• _Problem to solve_
Give again exactly, and only, the lines between the line holding "Target: round wooden dining table" and the end of the listing, both boundary lines included.

• _Information given_
------------------------------

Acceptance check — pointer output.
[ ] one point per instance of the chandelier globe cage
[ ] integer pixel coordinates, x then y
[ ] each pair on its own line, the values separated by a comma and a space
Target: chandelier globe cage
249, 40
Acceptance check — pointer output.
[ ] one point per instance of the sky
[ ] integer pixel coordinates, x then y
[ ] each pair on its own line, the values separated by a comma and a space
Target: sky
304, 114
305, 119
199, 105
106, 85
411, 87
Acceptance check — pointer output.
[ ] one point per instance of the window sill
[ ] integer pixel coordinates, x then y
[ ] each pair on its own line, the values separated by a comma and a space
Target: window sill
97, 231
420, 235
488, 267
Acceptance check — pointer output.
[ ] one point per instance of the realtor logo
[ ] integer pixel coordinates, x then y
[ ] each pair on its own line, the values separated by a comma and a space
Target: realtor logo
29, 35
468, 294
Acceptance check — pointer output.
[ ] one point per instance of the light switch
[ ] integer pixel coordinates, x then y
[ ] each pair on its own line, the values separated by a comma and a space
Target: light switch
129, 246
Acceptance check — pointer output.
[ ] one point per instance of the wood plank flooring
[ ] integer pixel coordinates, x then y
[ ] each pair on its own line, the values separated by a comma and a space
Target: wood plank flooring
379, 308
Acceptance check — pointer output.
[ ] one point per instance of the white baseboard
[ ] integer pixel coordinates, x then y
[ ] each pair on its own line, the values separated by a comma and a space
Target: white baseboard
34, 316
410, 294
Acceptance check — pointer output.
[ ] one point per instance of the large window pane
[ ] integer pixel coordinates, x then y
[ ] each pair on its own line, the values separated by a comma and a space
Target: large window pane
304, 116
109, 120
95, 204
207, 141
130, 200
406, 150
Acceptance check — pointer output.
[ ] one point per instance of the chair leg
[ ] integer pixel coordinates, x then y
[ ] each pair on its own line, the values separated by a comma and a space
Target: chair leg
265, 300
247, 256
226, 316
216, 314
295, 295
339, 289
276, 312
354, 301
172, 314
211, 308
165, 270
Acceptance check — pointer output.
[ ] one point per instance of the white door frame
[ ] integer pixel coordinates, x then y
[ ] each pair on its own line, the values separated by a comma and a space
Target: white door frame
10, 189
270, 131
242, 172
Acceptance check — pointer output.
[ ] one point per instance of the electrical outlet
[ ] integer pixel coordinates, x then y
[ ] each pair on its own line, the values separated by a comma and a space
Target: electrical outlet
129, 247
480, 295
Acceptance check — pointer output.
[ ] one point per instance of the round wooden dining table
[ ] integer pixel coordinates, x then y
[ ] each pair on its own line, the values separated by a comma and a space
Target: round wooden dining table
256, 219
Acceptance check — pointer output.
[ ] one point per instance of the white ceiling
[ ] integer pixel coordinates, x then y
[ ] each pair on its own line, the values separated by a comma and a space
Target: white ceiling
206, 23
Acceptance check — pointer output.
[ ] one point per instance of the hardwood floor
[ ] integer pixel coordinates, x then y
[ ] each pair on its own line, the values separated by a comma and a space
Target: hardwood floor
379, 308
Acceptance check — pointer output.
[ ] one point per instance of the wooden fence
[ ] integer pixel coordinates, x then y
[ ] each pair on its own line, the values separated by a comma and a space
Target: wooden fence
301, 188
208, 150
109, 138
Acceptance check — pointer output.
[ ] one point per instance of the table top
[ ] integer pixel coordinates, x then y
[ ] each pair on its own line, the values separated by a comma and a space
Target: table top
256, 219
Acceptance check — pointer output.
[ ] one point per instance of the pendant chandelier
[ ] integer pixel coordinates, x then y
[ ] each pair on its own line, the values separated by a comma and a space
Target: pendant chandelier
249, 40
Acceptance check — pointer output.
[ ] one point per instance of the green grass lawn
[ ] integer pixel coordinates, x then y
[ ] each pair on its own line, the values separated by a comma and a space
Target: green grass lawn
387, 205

------------------------------

• _Exercise response_
Target: round wooden dining table
256, 219
Acceptance check — pointer output.
[ ] one point per instance of the white ceiling
[ ] integer pixel coordinates, x then y
[ ] each pair on its own line, the values separated by a comma and a space
Target: white ceiling
206, 23
Acceptance check — pointer output.
[ ] one point per instance of the hardwood floor
[ ] integer pixel coordinates, x then y
[ ] each pair on its own line, the values separated by a comma and a space
Target: hardwood floor
379, 308
Acceptance check — pointer output.
[ ] one point per instance of the wooden fence
[ ] integer pixel coordinates, x then y
[ ] each pair on its own line, the values separated by a comma and a space
Target: wooden fence
301, 188
208, 150
109, 138
Acceptance check — pointer output.
[ ] one point per instance of the table top
[ ] integer pixel coordinates, x then y
[ ] each pair on its own line, the values separated by a comma and a space
Target: table top
256, 219
Acceptance check — pointer output.
[ ] one point per instance of the pendant chandelier
[ ] integer pixel coordinates, x then y
[ ] each pair on its own line, the values separated by a comma and a space
Target: pendant chandelier
249, 40
Acceptance check — pointer output.
[ ] one point per instance of the green grass lawn
[ ] integer pixel coordinates, x then y
[ ] each pair on its own line, the values separated by a comma and a space
Target: green grass lawn
387, 205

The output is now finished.